[Excerpts from a point labeling dataset]
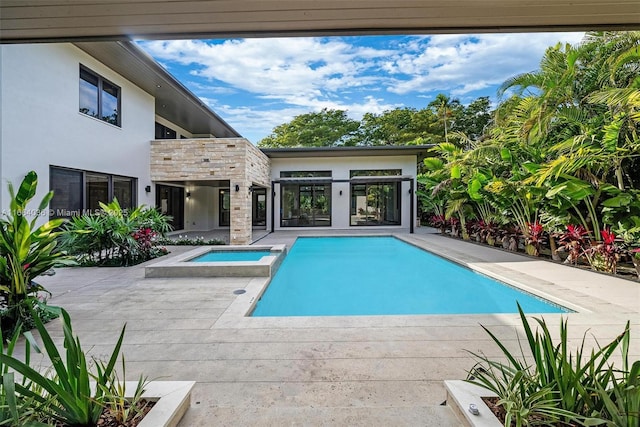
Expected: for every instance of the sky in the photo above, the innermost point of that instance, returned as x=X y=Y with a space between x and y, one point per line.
x=258 y=84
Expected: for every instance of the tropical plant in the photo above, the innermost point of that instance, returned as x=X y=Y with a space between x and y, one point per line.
x=574 y=241
x=26 y=251
x=16 y=409
x=124 y=408
x=185 y=240
x=553 y=382
x=65 y=395
x=604 y=255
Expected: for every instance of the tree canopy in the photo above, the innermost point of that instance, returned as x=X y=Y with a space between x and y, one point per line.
x=400 y=126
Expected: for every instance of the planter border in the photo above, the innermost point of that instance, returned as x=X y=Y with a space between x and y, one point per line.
x=172 y=399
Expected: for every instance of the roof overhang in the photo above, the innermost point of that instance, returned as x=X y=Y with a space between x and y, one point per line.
x=359 y=151
x=173 y=101
x=64 y=20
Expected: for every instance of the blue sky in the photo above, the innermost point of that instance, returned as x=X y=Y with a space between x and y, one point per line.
x=257 y=84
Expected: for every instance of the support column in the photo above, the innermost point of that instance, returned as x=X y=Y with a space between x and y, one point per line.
x=240 y=227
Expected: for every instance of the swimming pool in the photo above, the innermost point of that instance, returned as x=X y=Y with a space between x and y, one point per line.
x=338 y=276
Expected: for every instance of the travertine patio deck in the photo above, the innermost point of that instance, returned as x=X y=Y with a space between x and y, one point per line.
x=369 y=371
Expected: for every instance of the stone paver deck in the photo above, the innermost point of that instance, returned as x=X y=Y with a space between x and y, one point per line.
x=361 y=370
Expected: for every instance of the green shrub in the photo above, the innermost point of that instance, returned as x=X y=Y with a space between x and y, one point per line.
x=115 y=236
x=187 y=241
x=551 y=384
x=26 y=251
x=65 y=395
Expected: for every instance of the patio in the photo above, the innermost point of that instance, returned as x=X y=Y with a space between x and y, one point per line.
x=385 y=370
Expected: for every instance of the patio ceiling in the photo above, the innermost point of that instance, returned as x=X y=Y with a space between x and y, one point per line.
x=70 y=20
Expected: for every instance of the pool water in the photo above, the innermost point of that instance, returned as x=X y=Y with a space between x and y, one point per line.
x=222 y=256
x=340 y=276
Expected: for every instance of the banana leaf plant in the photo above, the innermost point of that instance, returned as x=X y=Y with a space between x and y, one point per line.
x=26 y=248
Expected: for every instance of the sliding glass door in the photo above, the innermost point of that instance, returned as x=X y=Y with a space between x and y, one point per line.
x=306 y=205
x=375 y=203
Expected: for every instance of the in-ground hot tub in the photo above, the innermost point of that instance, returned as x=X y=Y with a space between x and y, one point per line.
x=222 y=261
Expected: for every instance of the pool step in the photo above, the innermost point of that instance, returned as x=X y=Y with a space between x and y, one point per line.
x=436 y=416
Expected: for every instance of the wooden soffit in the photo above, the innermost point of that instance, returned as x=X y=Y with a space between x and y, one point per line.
x=78 y=20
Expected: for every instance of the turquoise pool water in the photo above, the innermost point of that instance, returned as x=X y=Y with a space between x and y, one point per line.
x=218 y=256
x=341 y=276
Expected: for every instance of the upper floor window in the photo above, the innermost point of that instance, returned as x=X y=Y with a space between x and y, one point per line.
x=305 y=174
x=164 y=132
x=99 y=97
x=376 y=172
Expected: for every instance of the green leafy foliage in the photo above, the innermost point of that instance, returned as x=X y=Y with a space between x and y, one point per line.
x=326 y=128
x=27 y=250
x=65 y=395
x=115 y=236
x=563 y=150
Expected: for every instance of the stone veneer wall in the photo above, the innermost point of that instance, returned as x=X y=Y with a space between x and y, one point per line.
x=233 y=159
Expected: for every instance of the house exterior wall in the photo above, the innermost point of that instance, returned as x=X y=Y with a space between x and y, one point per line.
x=41 y=124
x=340 y=168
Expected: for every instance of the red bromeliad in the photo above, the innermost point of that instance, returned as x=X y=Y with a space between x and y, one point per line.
x=573 y=240
x=535 y=237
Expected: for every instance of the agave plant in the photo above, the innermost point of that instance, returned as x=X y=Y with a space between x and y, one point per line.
x=552 y=381
x=604 y=255
x=574 y=240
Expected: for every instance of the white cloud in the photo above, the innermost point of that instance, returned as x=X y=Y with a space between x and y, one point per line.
x=286 y=69
x=460 y=64
x=257 y=84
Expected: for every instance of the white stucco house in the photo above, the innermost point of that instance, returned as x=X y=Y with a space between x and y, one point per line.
x=98 y=120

INSTRUCTIONS TO FOLLOW — Write out all of the entries above again, substituting "central point" for every occurrence of "innermost point" and leaving everything else unchanged. Omit the pictures.

SOLUTION —
Expected: for every instance of the sky in the photo above, the central point of that instance, returned as x=X y=Y with a space between x and y, one point per line.
x=258 y=84
Expected: for every instance of the tropical plant in the photo above, the central point of that instance, returned as x=X y=Y with a space between x and y, one point per line.
x=574 y=241
x=26 y=251
x=16 y=409
x=124 y=408
x=185 y=240
x=553 y=382
x=65 y=395
x=604 y=255
Expected: for every instance of the tree canopy in the photo above, the central point of that instance, returned as x=X y=Y with a space between x and y, one point per line.
x=400 y=126
Expected: for every instance of the planter border in the photo above, the central point of that instance, returned as x=X y=Y with a space between x and y, one point per line.
x=172 y=399
Expected: for every instance of the roof overhang in the photo above, the central point of that instance, returned as x=X y=Y with a space between x and y, one point per line.
x=359 y=151
x=173 y=101
x=64 y=20
Expected: for every instance of the blue sky in the photo above, the central point of that instance, returned as x=X y=Y with a space between x and y, one point per line.
x=257 y=84
Expected: for every instance of the support column in the photo above, the central point of that instance, returned as x=X y=Y with a space between x and y, one point per line.
x=240 y=227
Expected: for every instance of the swimming pool in the photo above, the central point of that instance, returned as x=X y=Y with a space between x and y, one point per line.
x=338 y=276
Expected: for every instance of the travertine patio deck in the photo above, the central point of that instance, returned as x=X y=Y with a space between x and y, one point per line.
x=369 y=371
Expected: for every instance of the stone paver deck in the photo above, the central point of that instance, returned as x=X y=Y with a space between x and y, one point per line.
x=361 y=370
Expected: for every instance of the green shrub in the photo above, the central point of that instance, returned as x=X y=Y with a space between x and y, one point per line.
x=115 y=236
x=187 y=241
x=551 y=384
x=26 y=251
x=65 y=395
Expected: for every instance of the patio in the photo above, the central point of that instance, returned as x=X y=Y with a space between x and y, one point per line.
x=385 y=370
Expected: for every instance of the patio ceiling in the photo above, the central point of that instance, returned as x=X y=Y with a space between x and y, one point per line.
x=70 y=20
Expected: for every instance of the pool water in the photo above, the central point of that instance, returned as x=X y=Y with a space between x and y, one point per line.
x=222 y=256
x=340 y=276
Expected: for every instance of the banana leaf plant in the photo above, the central point of that instance, returned as x=X y=Y with a space between x and y, one point per line.
x=26 y=248
Expected: for every instance of the sliding glass door in the photo above, the central point of that instance, returned as x=X y=Y with a space between x and y, one point per line.
x=306 y=205
x=375 y=203
Expected: for every instance of the in-ground hot tub in the photo above, the central point of that instance, returned as x=X y=Y with a space between x and y, one point per line.
x=222 y=261
Expected: for every instance of the pool step in the photo above, the central point of that instance, returned as x=X y=Y with a space between x and y, one point per line.
x=436 y=416
Expected: for every instance of the wooden soffit in the photo above, the central point of that instance, returned as x=X y=Y with a space between x and y, one point per line.
x=78 y=20
Expected: for every instance of the turquoise pool water in the photo above, the central point of that instance, returned as x=X y=Y with a space between x and y, one point per line.
x=218 y=256
x=341 y=276
Expected: for every instance of the upper floor window in the photo above, the central point of that instance, returned as x=X y=Y with a space between x and y, one point per line.
x=305 y=174
x=164 y=132
x=99 y=97
x=376 y=172
Expected: for every instance of the green leafy foliage in the photo above, the central point of that instance, returned as x=X y=Y with a space between x and y, one point per line.
x=326 y=128
x=27 y=250
x=65 y=395
x=115 y=236
x=563 y=150
Expected: for every instance of the stone veneer wall in the photo above, the central point of that instance, returned as x=X y=Y with a space between x and y, one point per line.
x=233 y=159
Expected: for every instance of the house exterior wall in the photo above, the central point of that instance, returned as x=X y=Y with a space between x and y, one point per line.
x=41 y=124
x=340 y=168
Expected: for every instance of the red bromeliad in the photo above, the central point of that instance, returned as x=X y=Y with a space between x and y, one point per line.
x=573 y=240
x=535 y=237
Expected: for every instance of the agave plant in the photo above, the central point of that instance, returned as x=X y=Y with a space between x and y, one point per line.
x=552 y=381
x=604 y=255
x=574 y=240
Expected: for every instance of the white cloud in the photo above, the central point of that instance, returned as x=X y=Y with a space between x and y, one point per line.
x=286 y=69
x=460 y=64
x=257 y=84
Expected: for every instance of the white stucco house in the photo above, the central point of that instance, returned as x=X y=Y with a space between x and y, one point per line.
x=98 y=120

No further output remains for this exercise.